DOCUMENT SECTION>
---------------

Sunday, July 31, 2011


THE SILENT GIRL by Tess Gerritsen (Bantam, 2011)

Reviewed by Craig Sisterson

The ninth instalment in Gerritsen’s award-winning series starring Boston detective Jane Rizzoli and medical examiner Maura Isles (which is now being adapted for television screen in the drama Rizzoli and Isles) finds the popular pair investigating a bizarre murder in Chinatown; a case that incorporates Chinese folklore, a mysterious female wushu grandmaster, and the legend of the Monkey King.

A severed hand clutching a gun leads to an unidentified dead woman and then the scrawled address of a long-shut restaurant. Boston’s Chinatown is a mysterious place filled with a wary population, and long-held secrets. After Isles determines the murder weapon was an ancient Chinese sword, it becomes clear an ancient evil might be stirring amongst the bustling streets. Rizzoli finds herself unsure whether she should trust or suspect aging martial arts master Iris Fang.

---------------

EXCERPTED DATA>
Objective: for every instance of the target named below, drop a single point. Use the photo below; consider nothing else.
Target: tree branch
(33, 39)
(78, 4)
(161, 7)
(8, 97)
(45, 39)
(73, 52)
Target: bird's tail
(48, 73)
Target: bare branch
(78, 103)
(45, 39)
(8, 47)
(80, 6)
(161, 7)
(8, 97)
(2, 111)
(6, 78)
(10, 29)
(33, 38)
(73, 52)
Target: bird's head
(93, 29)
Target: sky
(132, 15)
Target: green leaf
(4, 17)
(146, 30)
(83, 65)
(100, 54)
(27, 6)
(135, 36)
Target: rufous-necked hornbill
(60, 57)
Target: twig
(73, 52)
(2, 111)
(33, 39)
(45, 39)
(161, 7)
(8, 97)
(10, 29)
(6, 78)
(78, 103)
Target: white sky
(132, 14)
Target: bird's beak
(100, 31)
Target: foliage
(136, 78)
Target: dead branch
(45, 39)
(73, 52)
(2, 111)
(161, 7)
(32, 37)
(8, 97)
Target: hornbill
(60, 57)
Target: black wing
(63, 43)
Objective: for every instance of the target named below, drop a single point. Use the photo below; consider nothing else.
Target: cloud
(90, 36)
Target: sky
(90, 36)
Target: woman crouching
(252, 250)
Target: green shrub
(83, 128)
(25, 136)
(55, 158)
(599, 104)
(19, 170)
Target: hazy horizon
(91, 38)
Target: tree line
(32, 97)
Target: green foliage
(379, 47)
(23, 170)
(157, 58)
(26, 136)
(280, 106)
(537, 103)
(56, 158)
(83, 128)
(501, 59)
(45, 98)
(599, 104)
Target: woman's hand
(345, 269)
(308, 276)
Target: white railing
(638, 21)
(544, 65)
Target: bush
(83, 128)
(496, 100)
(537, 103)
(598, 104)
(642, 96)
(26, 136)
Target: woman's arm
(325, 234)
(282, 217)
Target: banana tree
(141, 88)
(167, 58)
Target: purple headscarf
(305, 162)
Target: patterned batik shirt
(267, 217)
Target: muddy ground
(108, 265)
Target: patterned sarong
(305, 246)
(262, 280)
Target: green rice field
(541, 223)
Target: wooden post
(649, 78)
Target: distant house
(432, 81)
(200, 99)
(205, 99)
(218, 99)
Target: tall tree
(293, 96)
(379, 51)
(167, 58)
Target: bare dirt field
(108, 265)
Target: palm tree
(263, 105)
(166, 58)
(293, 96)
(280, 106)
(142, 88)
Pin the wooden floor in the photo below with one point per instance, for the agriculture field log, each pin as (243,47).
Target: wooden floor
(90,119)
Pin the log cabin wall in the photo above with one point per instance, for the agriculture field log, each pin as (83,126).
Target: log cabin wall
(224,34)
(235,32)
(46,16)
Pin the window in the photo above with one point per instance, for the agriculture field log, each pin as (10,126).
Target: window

---------------

PROBLEM> Continue the book review of The Silent Girl from the point where it stops.

OUTPUT OF THE TASK>
I really enjoyed this book. For me it was a lot more engaging than the previous couple of Gerritsen novels I'd read, which were good but never really grabbed me in a 'I must devour more of her books' way that a few other authors have. Perhaps part of that was because it is the first of Gerritsen's 23 novels to address her own Asian-American heritage in any way; it's all the better for that. The book feels deeper, more textured and personal. There's an intriguing, layered setting with some bewitching new characters added to the familiar mix. I enjoyed the insights into the lives of Asian immigrants and minorities, which added extra interest to the usual page-turning mystery plots and compelling heroine duo that we've come to expect from Gerritsen.

A great read from a very good author, who's now shot up my reading rankings.